» Input for this task
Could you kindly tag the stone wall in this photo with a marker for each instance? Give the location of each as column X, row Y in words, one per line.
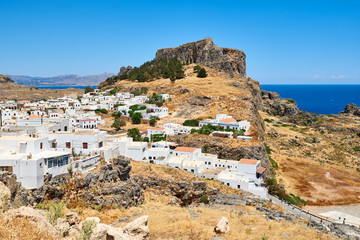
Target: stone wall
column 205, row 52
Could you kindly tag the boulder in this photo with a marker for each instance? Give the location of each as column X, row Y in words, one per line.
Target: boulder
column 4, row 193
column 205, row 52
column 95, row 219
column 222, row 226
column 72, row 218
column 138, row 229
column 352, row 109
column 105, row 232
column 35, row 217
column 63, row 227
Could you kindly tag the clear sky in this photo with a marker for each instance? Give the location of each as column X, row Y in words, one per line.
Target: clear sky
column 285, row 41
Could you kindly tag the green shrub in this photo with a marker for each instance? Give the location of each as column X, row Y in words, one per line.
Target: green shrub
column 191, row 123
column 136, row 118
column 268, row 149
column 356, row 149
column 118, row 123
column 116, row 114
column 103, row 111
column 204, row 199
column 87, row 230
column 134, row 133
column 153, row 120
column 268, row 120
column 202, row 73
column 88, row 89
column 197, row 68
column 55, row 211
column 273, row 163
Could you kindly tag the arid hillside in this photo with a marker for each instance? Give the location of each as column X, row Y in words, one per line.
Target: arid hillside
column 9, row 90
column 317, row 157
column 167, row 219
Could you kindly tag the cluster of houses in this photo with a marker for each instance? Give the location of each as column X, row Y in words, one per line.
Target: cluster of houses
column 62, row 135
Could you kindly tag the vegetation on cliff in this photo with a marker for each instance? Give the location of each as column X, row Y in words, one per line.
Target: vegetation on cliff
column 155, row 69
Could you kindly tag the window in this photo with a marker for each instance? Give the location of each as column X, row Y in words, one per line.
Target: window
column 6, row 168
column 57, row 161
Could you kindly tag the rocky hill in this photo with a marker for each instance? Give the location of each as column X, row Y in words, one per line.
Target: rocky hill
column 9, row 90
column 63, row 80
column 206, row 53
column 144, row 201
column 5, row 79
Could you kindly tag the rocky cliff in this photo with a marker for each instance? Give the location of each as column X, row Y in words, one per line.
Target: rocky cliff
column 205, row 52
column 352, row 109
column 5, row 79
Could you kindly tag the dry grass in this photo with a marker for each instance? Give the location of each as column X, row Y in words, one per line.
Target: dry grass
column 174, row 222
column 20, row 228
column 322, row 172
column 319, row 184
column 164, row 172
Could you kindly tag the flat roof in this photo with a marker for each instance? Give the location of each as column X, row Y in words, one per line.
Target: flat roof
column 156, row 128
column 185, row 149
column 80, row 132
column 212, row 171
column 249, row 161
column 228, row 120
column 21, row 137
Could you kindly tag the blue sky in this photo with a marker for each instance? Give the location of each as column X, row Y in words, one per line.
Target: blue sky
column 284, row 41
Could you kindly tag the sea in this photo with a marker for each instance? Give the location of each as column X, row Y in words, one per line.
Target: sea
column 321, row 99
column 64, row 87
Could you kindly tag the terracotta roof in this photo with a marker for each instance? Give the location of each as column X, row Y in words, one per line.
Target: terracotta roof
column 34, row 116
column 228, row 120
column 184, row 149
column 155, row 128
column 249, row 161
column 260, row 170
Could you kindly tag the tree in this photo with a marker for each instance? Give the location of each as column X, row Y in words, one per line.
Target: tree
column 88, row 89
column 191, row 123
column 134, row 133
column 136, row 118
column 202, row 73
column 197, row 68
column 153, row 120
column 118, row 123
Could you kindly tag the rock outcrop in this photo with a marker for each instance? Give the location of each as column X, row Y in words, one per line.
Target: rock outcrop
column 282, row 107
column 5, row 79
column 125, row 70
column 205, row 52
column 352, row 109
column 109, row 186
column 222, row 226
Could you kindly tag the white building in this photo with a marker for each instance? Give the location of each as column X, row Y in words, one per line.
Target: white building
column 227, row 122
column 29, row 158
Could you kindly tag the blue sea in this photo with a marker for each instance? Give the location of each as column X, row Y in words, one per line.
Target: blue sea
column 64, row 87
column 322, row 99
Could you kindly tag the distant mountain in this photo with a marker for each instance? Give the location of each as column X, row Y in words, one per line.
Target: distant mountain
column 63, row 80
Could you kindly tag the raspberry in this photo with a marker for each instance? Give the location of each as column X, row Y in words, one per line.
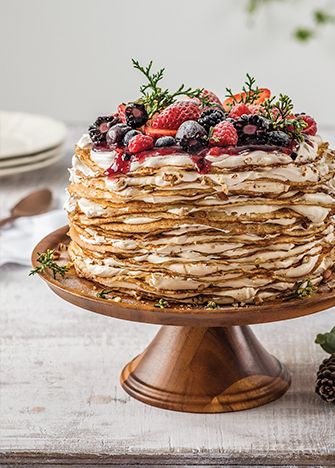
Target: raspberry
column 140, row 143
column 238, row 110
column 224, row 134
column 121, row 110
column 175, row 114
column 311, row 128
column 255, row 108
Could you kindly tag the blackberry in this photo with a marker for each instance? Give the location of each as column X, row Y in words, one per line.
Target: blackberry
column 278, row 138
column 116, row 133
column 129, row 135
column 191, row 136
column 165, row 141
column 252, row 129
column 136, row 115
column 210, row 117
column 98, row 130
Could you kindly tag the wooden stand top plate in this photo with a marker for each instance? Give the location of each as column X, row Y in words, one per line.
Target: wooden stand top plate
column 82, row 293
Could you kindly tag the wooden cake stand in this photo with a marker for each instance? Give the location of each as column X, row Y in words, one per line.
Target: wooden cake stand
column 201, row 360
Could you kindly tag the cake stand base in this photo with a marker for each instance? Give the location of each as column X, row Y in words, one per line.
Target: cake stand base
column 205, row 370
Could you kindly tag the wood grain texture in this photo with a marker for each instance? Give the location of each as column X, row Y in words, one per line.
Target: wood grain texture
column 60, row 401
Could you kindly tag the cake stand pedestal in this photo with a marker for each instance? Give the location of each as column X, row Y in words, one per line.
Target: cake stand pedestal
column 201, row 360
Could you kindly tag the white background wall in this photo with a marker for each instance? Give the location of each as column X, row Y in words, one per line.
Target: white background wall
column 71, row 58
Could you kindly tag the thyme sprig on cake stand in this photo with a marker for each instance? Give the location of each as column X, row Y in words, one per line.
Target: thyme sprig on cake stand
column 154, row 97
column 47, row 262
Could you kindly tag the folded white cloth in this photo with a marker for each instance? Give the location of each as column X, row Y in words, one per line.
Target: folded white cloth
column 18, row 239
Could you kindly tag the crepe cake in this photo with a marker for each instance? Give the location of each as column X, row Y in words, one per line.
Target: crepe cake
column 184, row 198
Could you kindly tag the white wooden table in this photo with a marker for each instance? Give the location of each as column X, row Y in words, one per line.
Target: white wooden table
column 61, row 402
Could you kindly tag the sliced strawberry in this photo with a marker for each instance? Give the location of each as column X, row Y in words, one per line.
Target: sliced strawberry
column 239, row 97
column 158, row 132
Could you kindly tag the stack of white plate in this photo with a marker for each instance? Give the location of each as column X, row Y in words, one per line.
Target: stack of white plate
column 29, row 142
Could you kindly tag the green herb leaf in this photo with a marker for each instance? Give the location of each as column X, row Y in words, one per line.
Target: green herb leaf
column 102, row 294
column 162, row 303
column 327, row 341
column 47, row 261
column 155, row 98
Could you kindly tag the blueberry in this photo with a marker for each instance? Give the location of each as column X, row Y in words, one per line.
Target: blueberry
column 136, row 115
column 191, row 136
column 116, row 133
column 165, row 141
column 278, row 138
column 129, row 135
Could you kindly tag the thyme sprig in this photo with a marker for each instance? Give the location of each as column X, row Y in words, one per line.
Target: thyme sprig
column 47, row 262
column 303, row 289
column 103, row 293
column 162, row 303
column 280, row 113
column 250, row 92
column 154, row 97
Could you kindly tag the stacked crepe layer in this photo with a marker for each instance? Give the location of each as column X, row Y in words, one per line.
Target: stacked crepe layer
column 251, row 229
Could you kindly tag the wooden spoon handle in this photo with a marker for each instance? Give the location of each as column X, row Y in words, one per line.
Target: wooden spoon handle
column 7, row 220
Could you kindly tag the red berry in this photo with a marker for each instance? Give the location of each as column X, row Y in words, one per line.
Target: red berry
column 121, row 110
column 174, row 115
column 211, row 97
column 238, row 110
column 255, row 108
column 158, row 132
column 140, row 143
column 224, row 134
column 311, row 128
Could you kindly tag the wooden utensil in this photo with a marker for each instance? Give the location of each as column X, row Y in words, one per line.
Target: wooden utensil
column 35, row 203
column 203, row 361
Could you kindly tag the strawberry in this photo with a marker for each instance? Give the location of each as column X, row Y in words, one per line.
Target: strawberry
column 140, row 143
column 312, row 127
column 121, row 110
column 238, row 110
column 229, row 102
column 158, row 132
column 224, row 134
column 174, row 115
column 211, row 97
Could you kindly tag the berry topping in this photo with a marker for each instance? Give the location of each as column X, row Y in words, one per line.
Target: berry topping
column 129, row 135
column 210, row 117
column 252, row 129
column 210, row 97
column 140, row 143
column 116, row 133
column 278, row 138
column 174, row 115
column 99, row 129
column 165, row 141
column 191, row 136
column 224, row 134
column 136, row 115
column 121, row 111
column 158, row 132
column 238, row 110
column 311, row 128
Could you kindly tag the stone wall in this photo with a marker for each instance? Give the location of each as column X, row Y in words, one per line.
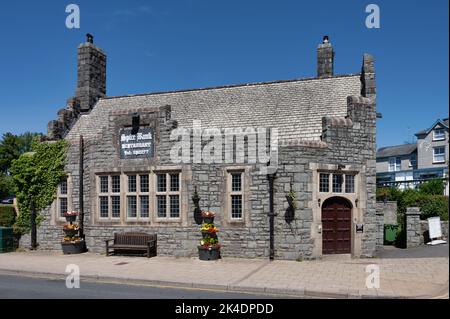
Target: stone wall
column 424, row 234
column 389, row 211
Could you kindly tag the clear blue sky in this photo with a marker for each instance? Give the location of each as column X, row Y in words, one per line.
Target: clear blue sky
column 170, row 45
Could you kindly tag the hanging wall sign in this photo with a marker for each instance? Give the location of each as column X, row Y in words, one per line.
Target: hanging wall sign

» Work instruction
Wherever a line in the entries above holds "hanging", copy that line.

» Answer to this task
Could you kindly tag the hanging wall sign in this photo with a marker for each instance? Give the location of each as column X, row Y in words, one per line.
Target: hanging wall sign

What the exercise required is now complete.